= Document =
▽

You know, sometimes, you don't have to stand on a hill and scream to feel something.


----------



## Irish Pixie (May 14, 2002)

HDRider said:


> You know, sometimes, you don't have to stand on a hill and scream to feel something.


Of course. There was a lot of verbal pride on this thread about the kids that walked out of the rally that was honoring Kendrick Castillo. But the kid that was shot to death while trying to save other kids at his school wasn't mentioned. It's just odd.


----------



## HDRider (Jul 21, 2011)

Irish Pixie said:


> Of course. There was a lot of verbal pride on this thread about the kids that walked out of the rally that was honoring Kendrick Castillo. But the kid that was shot to death while trying to save other kids at his school wasn't mentioned. It's just odd.


It is not odd at all.

Some of us are made proud when young minds see through the fog of media and societal hype.

ALL of us are proud of someone who stops, or tries to stop a killer.


----------



## ydderf (Dec 15, 2018)

I have deliberately stayed away from this thread. I know I am only one voice, what if we all refused to mention the perpetrator's name would the next chuckle-head with a gun go on a shooting rampage if he knew his name would be erased from society for all time never to be uttered again.


----------



## Bearfootfarm (Jul 13, 2006)

HDRider said:


> You know, sometimes, you don't have to stand on a hill and scream to feel something.


You do if you're "virtue signalling" though.


----------



## Bearfootfarm (Jul 13, 2006)

Irish Pixie said:


> Of course. There was a lot of verbal pride on this thread about the kids that walked out of the rally that was honoring Kendrick Castillo. But the kid that was *shot to death while trying to save other kids* at his school wasn't mentioned. It's just odd.


That detail didn't come out until late in the reports, and you'll notice the one who started the thread gave no real information at all, and neither did you. 

If you *really* thought it was important maybe you could have provided a link to the story yourself.


----------



## painterswife (Jun 7, 2004)

I see lots of virtue signaling. Especially from those that like to tell others they are pretend victims.


----------



## HDRider (Jul 21, 2011)

painterswife said:


> I see lots of virtue signaling. Especially from those that like to tell others they are pretend victims.


Do you know the difference between ill-usion and del-usion?


----------



## Bearfootfarm (Jul 13, 2006)

painterswife said:


> *I see lots of virtue signaling*. Especially from those that like to tell others they are pretend victims.


Everyone sees it and recognizes it.


----------



## painterswife (Jun 7, 2004)

Bearfootfarm said:


> Everyone sees it and recognizes it.


I agree with you. It is very obvious.


----------



## Bearfootfarm (Jul 13, 2006)

painterswife said:


> I agree with you. It is very obvious.

△

Records from a dataset:

▽

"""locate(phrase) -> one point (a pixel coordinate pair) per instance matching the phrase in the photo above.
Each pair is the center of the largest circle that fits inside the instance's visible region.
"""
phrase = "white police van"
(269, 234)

△

= Task requirements =
**1)** In the forum thread about the school shooting, whose honor was the rally that some kids walked out of held in?
**2)** Quote the forum thread about the school shooting word for word, beginning at the words "Some of us are" and stopping after "stop a killer.".
**3)** Extend the forum thread about the school shooting, picking up right after its final line.

= Response list =
**1)** Kendrick Castillo

**2)**
Some of us are made proud when young minds see through the fog of media and societal hype.

ALL of us are proud of someone who stops, or tries to stop a killer.

**3)**
"Nevertheless, she persisted......."


----------



## MoonRiver (Sep 2, 2007)

And now we learn that the girl/boy transgender shooter's (Alec) father is a twice deported illegal alien who had a string of arrests as well as drug and alcohol problems. Plus he served a 15 month sentence for domestic violence against Alec's mother. 

https://www.dailymail.co.uk/news/ar...-McKinney-serial-felon-illegal-immigrant.html

The media can't figure out how to spin this story. Nothing fits their narrative.


----------



## painterswife (Jun 7, 2004)

MoonRiver said:


> And now we learn that the girl/boy transgender shooter's (Alec) father is a twice deported illegal alien who had a string of arrests as well as drug and alcohol problems. Plus he served a 15 month sentence for domestic violence against Alec's mother.
> 
> https://www.dailymail.co.uk/news/ar...-McKinney-serial-felon-illegal-immigrant.html
> 
> The media can't figure out how to spin this story. Nothing fits their narrative.


Or maybe just maybe they are just presenting the facts and the general public is spinning it.


----------



## painterswife (Jun 7, 2004)

Bearfootfarm said:


> "Nevertheless, she persisted......."


I see you have joined the feminist movement. Good things do happen to those who wait.


----------



## Bearfootfarm (Jul 13, 2006)

painterswife said:


> Or maybe just maybe they are just presenting the facts and *the general public is spinning it*.


Maybe that's a good reason to not report every little thing until things are resolved.


----------



## Bearfootfarm (Jul 13, 2006)

painterswife said:


> I see you have joined the feminist movement. Good things do happen to those who wait.


No, you're just confused.


----------



## painterswife (Jun 7, 2004)

Bearfootfarm said:


> No, you're just confused.


You the one quoting a feminist statement, not I.


----------



## HDRider (Jul 21, 2011)

MoonRiver said:


> And now we learn that the girl/boy transgender shooter's (Alec) father is a twice deported illegal alien who had a string of arrests as well as drug and alcohol problems. Plus he served a 15 month sentence for domestic violence against Alec's mother.
> 
> https://www.dailymail.co.uk/news/ar...-McKinney-serial-felon-illegal-immigrant.html
> 
> The media can't figure out how to spin this story. Nothing fits their narrative.


No way! You are making that up....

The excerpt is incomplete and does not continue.